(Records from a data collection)
────

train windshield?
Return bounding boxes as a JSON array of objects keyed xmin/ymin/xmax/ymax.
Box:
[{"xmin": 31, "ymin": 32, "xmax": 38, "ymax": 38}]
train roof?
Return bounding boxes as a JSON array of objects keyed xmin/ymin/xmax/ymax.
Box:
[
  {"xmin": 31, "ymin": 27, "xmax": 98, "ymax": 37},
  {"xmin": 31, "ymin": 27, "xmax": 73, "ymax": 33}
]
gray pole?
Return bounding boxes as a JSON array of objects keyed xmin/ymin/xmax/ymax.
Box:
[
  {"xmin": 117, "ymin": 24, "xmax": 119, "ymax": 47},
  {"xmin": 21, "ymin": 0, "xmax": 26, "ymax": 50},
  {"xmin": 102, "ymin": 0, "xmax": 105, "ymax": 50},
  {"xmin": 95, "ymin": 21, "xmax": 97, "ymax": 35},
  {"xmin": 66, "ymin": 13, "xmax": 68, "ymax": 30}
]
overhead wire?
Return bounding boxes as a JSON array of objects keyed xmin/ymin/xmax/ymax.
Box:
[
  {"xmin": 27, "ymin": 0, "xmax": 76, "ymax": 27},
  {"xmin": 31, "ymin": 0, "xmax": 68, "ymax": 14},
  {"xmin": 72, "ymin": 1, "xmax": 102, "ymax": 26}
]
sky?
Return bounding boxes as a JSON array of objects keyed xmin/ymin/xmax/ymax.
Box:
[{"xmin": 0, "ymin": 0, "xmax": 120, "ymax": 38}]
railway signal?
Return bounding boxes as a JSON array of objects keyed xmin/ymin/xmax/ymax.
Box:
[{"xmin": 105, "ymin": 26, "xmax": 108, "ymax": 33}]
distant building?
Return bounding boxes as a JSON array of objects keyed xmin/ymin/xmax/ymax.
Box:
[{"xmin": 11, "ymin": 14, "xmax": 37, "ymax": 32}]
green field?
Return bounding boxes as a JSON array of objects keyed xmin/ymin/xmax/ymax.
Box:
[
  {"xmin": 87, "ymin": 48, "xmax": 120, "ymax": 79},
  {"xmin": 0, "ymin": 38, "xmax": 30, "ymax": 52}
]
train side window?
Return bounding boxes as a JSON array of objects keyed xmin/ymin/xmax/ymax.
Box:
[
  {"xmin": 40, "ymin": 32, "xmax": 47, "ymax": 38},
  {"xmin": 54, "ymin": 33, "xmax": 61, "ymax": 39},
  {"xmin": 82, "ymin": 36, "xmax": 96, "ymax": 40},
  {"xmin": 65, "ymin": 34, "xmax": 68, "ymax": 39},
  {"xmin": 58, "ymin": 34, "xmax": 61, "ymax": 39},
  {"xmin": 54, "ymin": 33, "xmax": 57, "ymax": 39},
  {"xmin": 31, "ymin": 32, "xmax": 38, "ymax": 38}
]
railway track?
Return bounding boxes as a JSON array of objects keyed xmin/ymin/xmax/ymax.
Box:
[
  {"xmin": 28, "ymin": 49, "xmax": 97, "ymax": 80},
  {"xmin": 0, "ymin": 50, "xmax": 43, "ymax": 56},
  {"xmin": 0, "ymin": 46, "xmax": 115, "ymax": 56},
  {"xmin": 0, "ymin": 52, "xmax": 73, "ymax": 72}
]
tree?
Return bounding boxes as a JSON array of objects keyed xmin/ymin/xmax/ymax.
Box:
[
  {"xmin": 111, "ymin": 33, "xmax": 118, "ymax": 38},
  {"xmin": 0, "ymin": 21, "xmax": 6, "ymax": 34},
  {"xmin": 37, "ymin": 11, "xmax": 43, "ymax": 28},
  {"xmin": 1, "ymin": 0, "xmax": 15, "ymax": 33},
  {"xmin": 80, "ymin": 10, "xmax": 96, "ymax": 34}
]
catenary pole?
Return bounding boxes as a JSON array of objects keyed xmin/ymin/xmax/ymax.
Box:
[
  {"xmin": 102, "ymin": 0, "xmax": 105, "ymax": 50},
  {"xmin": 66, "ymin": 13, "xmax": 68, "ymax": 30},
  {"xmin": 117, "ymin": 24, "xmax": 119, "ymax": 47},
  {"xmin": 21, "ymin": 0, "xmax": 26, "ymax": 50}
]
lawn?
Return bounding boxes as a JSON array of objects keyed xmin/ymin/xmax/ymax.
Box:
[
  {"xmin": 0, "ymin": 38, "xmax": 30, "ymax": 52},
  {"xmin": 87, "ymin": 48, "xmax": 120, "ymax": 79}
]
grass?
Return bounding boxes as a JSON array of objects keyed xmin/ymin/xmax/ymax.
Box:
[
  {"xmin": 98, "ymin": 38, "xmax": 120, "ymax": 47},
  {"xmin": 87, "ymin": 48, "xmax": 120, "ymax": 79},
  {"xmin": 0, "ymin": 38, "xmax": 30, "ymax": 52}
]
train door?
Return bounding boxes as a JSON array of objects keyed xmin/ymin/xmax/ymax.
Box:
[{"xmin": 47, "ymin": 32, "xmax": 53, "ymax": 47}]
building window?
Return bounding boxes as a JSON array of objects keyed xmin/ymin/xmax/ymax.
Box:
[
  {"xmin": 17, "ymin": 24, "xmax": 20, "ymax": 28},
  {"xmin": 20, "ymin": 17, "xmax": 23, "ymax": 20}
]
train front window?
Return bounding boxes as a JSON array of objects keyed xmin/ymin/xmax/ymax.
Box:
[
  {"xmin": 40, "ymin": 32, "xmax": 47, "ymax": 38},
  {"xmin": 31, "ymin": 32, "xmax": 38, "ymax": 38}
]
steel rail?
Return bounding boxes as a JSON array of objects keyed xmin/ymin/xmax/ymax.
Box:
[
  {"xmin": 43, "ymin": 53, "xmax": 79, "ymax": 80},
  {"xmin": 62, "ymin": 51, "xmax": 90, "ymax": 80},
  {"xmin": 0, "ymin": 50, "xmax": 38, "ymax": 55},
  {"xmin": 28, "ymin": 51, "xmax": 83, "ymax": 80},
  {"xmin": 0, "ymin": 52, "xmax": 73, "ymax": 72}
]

────

◆ EXERCISE BRIEF
Working through the records, find each line containing the word "train" and copy it.

◆ YOUR RESPONSE
train windshield?
train roof?
train side window?
train door?
train front window?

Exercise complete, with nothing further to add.